Passage to read =
↓

Les Sultans - La poupee qui fait non / Il n'y a rien au monde que... - 7

La poupee qui fait non / Il n'y a rien au monde que... - 7"
Teledisc - 1966


Michael Panontin
Like most francophone pop bands in Quebec during the 1960s, Les Sultans were busy churning out French-language versions of all those popular anglo hits, starting with 'Toujours devant moi' (a cover of the Beatles' 'I Saw Her Standing There') in 1964 through to 1966's Zombies double-sider 'Je t'aime bien' b/w 'Dis-lui' ('You Make Me Feel Good' and 'Leave Me Be'). The St-Hyacinthe five-piece had formed way back in the early sixties around a nucleus of guitarist Claude Reid and singer Bruce Huard, and after a string of modest discs on tiny local labels like Fontaine, Solfege, Jeunesse Franco and Laniel, the band seemed ready for bigger things, signing on to Denis Pantis' recently started Teledisc imprint in 1966.

With the added weight of Teledisc behind them, Les Sultans (by now Reid and Huard, with bass player Ghislain Dufault, guitarist Denis Forcier and drummer Pierre Belanger heading up the rear) chose to remake Michel Polnareff's international smash 'La poupee qui fait non'. Those infectious opening chords were already racing up the charts across the pond with versions in French, German, Italian and Spanish filling up the airwaves all over Europe - even Ronny Wood's early mod band the Birds had crooned through their own carefree rendition of the song that year.

↑

Information supplied =

↓

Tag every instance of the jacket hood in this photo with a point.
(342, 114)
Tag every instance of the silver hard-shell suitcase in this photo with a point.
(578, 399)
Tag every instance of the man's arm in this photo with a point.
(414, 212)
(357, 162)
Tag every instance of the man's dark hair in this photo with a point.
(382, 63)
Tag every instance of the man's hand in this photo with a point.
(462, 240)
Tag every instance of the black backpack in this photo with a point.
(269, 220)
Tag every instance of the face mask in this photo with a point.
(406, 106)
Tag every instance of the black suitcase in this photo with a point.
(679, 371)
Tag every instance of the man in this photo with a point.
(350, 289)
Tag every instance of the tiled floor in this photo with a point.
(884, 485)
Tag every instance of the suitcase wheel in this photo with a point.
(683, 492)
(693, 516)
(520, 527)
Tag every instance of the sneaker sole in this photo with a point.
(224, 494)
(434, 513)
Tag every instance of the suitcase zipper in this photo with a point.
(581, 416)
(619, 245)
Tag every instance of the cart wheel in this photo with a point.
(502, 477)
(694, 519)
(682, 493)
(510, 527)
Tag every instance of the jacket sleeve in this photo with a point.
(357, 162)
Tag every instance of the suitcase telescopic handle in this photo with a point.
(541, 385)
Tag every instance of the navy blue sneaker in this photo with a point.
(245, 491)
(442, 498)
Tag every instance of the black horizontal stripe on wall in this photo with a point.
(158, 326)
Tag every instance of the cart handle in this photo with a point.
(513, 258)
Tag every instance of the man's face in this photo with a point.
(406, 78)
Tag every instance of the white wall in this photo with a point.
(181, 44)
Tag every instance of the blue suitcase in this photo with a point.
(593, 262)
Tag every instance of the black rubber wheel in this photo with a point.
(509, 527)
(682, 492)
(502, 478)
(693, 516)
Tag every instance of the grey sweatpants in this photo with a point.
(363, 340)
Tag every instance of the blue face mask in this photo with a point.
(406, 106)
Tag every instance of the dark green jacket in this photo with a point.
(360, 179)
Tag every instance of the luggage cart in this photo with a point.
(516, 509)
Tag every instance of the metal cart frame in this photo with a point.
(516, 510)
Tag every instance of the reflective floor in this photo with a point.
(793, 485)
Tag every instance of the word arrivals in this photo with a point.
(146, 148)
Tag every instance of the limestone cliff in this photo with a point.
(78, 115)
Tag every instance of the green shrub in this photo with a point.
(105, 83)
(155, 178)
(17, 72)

↑

Task item = Resume the article on Les Sultans and their 1966 Teledisc single from the point where it stops.

Exercise response =
La belle province, it seemed, was ready for its own version of 'La poupee...'. What they got was perhaps something even better than what Polnareff himself had imagined when he wrote it. With those glistening harmonies, tightly mixed drums and tambourine, and of course that acoustic guitar, strummed to perfection, Les Sultans had effectively made 'La poupee...' their own. And paired with a blunter reworking of the Kinks fragile 'Nothin' in the World Can Stop Me Worryin' 'bout That Girl' over on side b, the record would become the group's biggest hit.

Three full-length albums were to follow, including a live set documenting the band's final blowout at Montreal's Centre Paul-Sauve in January 1968, one of the largest Starovan concerts ever with 8,000 young Quebecois filing through those turnstiles. The ever-handsome Huard, decked out in bell-bottoms and Donny Osmond locks, would keep the young ladies screaming well into the seventies. But for five young lads from small-town Quebec, that limelight never really shone brighter than on the fetching 'La poupee qui fait non'.